Document section -
The UMC is gridlocked in a polarized state of disharmony. [true for U.S.A., too]

In ‘A Failure of Nerve,’ Edwin Friedman writes:

“There are three major, interlocking characteristics common to any relationship system that has become imaginatively gridlocked:

  • an unending treadmill of trying harder;
  • looking for answers rather than reframing questions; and
  • either/or thinking that creates false dichotomies”

I would suggest that the ground of the gridlock is that the UMC is caught in the liminal space of an epochal transition in ascendancy between binary and plural worldviews. [again, true for U.S.A., too]

This movement of persons/culture in history is simply the divine pattern/process of death/resurrection, i.e., development of greater-inclusive consciousness and relational systems. We are dying to the exclusive identification with a binary worldview and rising within a transcendent plural worldview.

The Biblical and historical records lend witness to ever greater-inclusion in God’s life: widows, orphans, foreigners, lepers, Samaritans, gentiles, slaves, women, and so on.

No amount of legislation [or legal obedience] will ultimately be able to prevent or control this transformation as it is the work of the Holy Spirit.

Note: the binary is not being jettisoned. The binary has become simply one voice, of many, within a plural worldview. Binary thought has been accustomed to being THE voice, but that is passing. Actually it’s mostly already passed, all the hubbub is institutional paradigms moving past denial and trying to catch up.

Information supplied -
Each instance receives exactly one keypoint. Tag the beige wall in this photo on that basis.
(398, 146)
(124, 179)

Problem details - In the text on UMC gridlock, which three characteristics does the Friedman quotation list for a relationship system that has become imaginatively gridlocked?

Exercise answer - An unending treadmill of trying harder, looking for answers rather than reframing questions, and either/or thinking that creates false dichotomies.